Counsel - Docteur en droit

Les clauses de non-concurrence dites post-contractuelles sont ainsi parfaitement licites, dès lors que certaines conditions sont respectées. Elles doivent être limitées dans le temps et dans l’espace et être légitimes.

Avertissement : depuis la publication de cet article, le 1er juin 2013, la loi n°2015-990 du 6 août 2015 pour la croissance, l’activité et l’égalité des chances économiques (dite « Loi Macron ») a introduit deux nouveaux articles au code de commerce (L.341-1 et L.341-2) concernant notamment le régime juridique des clauses de non-concurrence et de non-affiliation post-contractuelles : CLIQUEZ ICI pour une analyse des articles L.341-1 et L.341-2 du code de commerce.

Les clauses de non-concurrence – clauses par lesquelles le franchisé s’interdit, dans des limites de temps et d’espace définies, d’exercer une activité identique ou similaire à celle du réseau du franchiseur – sont très fréquentes dans les contrats de franchise. Elles peuvent s’appliquer durant l’exécution du contrat qui lie le franchisé au franchiseur, mais elles peuvent également survivre à l’expiration de celui-ci.

Lignes:
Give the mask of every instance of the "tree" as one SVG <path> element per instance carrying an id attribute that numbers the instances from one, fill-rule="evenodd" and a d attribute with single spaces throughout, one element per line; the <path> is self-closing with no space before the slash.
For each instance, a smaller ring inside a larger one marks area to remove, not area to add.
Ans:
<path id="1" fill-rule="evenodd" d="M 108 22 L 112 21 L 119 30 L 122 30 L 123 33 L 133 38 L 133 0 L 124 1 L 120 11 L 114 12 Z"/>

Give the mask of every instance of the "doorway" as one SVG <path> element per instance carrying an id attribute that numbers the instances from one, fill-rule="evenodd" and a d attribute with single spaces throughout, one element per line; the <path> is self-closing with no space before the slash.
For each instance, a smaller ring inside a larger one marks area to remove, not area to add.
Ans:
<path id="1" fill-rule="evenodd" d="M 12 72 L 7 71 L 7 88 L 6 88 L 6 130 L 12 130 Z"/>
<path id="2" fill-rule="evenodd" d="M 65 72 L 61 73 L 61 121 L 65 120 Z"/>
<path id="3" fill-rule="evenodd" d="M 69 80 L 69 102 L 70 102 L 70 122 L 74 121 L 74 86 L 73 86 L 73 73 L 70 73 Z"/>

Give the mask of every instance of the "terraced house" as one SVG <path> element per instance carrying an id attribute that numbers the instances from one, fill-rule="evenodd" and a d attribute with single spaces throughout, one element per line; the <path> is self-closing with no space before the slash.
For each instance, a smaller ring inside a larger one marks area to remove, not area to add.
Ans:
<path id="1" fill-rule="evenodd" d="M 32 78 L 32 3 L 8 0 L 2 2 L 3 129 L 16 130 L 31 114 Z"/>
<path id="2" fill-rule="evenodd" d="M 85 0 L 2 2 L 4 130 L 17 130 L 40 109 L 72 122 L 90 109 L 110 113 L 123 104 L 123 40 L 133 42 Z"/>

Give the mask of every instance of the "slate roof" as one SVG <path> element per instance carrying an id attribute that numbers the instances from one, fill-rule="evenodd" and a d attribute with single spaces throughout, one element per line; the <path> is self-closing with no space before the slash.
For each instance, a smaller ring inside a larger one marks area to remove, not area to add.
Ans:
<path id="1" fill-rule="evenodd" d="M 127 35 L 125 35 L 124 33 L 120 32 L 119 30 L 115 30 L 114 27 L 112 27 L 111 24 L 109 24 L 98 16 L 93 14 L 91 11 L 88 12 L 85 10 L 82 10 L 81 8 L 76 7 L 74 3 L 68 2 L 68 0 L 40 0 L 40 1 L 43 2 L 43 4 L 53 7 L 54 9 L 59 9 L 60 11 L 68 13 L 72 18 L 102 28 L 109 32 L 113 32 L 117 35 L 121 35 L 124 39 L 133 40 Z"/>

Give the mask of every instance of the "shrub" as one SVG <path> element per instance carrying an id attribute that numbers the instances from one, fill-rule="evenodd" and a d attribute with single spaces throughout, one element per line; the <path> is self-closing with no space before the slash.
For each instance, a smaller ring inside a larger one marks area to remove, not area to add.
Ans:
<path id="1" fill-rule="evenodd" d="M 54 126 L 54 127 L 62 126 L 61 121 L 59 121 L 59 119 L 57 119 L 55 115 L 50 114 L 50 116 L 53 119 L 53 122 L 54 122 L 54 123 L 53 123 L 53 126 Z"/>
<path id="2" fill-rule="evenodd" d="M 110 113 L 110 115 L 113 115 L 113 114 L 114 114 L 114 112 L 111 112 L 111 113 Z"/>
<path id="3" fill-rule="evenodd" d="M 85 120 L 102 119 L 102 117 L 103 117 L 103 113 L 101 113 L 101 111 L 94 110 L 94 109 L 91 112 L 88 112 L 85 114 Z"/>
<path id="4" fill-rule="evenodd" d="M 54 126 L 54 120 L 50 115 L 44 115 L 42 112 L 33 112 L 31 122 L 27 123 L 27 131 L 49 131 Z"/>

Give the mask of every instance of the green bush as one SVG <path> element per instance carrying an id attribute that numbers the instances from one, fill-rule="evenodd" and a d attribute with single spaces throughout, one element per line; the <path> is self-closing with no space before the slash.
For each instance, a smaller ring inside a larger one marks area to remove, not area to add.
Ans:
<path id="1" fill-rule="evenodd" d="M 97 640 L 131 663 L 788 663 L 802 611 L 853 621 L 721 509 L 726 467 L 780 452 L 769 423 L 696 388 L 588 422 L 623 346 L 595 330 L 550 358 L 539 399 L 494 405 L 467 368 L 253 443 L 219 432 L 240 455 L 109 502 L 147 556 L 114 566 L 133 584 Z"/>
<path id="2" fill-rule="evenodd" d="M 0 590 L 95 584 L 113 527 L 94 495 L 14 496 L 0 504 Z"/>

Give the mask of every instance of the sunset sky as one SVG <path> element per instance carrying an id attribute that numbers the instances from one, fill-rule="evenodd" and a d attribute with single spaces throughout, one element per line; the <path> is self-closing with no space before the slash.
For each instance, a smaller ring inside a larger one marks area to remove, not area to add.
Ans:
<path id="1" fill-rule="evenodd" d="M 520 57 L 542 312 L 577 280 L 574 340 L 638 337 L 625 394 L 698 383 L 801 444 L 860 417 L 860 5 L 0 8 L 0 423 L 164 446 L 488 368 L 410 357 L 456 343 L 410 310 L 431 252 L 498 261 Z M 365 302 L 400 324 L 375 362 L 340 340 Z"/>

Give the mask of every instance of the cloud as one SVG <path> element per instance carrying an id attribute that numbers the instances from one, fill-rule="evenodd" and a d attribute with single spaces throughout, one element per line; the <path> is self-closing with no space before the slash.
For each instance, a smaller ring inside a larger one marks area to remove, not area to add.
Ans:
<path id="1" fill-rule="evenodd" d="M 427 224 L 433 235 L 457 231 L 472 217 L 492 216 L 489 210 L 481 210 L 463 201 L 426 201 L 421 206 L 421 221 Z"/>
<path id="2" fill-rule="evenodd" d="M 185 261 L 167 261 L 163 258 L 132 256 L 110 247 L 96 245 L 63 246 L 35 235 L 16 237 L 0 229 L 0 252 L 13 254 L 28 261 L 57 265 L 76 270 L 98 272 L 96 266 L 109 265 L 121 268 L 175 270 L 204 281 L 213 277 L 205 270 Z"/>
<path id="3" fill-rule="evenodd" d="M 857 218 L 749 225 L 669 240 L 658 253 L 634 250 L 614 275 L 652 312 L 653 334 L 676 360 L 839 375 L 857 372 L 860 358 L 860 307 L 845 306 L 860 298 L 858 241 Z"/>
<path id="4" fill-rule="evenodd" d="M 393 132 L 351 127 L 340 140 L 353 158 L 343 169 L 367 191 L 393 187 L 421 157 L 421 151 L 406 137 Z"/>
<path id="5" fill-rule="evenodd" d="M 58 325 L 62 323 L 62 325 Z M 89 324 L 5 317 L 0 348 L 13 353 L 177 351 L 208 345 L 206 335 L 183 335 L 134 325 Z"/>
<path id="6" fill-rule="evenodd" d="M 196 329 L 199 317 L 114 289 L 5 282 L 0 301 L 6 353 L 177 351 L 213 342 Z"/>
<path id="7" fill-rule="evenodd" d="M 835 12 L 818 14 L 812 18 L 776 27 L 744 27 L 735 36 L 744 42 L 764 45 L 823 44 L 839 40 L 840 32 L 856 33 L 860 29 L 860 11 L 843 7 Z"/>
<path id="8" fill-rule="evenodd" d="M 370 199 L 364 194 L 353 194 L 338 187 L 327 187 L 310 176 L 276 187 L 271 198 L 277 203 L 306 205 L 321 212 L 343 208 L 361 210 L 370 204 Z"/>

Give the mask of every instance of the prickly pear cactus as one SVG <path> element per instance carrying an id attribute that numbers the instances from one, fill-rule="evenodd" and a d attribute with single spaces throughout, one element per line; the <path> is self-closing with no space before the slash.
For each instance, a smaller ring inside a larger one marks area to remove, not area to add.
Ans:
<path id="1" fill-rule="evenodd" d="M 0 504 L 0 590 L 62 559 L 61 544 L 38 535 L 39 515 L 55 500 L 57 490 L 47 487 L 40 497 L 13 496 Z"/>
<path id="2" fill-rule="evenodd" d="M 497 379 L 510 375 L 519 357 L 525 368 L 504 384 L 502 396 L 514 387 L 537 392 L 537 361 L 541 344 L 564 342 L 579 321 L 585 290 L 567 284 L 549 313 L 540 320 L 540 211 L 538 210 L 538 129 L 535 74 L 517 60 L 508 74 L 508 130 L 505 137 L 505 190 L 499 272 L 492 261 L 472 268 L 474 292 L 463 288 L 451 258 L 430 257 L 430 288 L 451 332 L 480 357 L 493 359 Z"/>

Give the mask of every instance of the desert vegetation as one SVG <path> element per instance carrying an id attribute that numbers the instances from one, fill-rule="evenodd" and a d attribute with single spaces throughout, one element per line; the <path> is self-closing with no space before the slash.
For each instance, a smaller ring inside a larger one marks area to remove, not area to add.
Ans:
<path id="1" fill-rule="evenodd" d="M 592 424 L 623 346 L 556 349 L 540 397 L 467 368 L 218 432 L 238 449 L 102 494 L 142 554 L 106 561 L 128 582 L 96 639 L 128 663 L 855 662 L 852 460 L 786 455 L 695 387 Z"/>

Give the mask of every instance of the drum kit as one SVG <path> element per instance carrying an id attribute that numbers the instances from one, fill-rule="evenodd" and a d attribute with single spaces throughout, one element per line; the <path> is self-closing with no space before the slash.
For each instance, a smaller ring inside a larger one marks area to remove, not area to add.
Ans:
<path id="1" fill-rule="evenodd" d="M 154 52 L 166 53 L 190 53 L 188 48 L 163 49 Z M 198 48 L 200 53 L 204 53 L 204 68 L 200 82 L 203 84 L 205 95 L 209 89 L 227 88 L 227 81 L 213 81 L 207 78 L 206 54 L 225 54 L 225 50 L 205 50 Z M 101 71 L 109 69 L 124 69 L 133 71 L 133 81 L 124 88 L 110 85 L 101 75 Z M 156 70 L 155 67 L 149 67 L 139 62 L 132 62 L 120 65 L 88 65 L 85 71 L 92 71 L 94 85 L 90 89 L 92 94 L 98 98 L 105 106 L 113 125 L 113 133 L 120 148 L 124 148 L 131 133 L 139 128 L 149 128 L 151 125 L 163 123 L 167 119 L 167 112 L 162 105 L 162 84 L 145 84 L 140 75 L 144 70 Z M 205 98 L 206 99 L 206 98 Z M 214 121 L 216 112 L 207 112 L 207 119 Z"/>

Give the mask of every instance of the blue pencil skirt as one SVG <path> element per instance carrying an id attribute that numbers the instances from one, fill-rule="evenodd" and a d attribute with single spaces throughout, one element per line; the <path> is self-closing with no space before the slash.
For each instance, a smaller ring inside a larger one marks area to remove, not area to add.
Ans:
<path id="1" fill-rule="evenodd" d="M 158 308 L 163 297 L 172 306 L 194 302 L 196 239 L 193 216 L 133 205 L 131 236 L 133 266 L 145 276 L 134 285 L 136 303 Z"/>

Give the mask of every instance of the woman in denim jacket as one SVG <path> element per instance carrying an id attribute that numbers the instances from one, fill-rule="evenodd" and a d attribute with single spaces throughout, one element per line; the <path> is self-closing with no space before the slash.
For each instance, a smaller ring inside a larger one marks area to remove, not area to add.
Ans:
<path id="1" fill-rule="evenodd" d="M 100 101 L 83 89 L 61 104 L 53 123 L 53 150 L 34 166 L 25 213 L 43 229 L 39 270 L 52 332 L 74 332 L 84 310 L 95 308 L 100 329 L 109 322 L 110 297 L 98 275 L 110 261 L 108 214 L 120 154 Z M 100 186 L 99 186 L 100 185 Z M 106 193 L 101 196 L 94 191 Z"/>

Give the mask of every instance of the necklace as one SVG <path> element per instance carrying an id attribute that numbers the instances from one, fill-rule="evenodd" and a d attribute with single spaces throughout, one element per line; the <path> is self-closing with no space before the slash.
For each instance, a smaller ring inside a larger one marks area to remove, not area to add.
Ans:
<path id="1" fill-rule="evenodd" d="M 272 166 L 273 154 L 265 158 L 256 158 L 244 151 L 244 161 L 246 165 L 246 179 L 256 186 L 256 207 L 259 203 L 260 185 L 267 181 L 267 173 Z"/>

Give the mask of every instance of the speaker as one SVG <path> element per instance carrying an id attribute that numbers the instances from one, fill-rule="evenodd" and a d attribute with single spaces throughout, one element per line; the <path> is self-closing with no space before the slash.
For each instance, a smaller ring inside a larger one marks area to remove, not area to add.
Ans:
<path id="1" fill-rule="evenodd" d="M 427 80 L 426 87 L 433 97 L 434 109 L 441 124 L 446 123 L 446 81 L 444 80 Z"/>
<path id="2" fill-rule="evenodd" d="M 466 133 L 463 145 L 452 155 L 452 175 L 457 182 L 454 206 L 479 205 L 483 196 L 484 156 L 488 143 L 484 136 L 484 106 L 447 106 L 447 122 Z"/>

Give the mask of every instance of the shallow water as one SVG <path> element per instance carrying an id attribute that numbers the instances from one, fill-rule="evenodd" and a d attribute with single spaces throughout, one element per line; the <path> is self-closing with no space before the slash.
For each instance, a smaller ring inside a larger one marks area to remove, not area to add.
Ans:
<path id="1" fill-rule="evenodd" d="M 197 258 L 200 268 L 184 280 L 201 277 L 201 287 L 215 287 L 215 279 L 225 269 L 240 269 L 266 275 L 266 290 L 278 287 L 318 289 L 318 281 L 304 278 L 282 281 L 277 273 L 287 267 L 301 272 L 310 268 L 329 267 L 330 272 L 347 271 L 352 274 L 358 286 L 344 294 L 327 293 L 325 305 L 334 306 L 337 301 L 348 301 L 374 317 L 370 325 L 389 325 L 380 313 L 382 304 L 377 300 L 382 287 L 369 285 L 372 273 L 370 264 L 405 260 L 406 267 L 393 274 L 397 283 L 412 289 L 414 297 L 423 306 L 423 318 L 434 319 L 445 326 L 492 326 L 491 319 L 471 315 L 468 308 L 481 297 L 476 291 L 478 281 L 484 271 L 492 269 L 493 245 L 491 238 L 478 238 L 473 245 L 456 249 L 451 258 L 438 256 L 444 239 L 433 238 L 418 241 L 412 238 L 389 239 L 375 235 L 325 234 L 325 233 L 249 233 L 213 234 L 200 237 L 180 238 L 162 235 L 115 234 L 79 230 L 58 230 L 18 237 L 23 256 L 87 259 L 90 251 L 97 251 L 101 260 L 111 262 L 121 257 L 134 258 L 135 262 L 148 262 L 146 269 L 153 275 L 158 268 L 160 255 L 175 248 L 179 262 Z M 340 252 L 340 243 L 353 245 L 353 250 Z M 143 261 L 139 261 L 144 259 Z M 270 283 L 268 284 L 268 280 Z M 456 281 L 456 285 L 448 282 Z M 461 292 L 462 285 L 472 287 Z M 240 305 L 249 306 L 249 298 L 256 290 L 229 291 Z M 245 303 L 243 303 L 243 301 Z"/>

Objectif:
Prolongez le texte sur les clauses de non-concurrence dans les contrats de franchise en reprenant après sa dernière phrase.

Réponse attendue:
Les clauses de non-concurrence dites post-contractuelles sont ainsi parfaitement licites, dès lors que certaines conditions sont respectées. Elles doivent être limitées dans le temps et dans l’espace et être légitimes (c’est-à-dire être proportionnées à la protection des intérêts du franchiseur au regard de l’objet du contrat).

Les conditions de validité de la clause de non-concurrence sont définies par la jurisprudence, en tenant compte des circonstances (notamment du secteur) dans lesquelles s’inscrit la présence de la clause dans un contrat.

La décision rendue par la Cour d’appel de Bourges le 2 mai dernier est l’occasion de revenir sur ces conditions.

Le contrat de franchise concernant l’exploitation d’un concept de restauration rapide contenait une clause qui interdisait au franchisé, pendant une durée d’un an après l’expiration du contrat, de s’intéresser directement ou indirectement, pour quelque cause et sous quelque forme que ce soit, à la conception ou à l’exploitation de tout établissement de fabrication, de vente de produits alimentaires ou de restauration rapide d’une enseigne concurrente à celle du franchiseur, dans un rayon de 50 km à vol d’oiseau du point vente qu’il exploitait ou de tout autre franchisé du groupe.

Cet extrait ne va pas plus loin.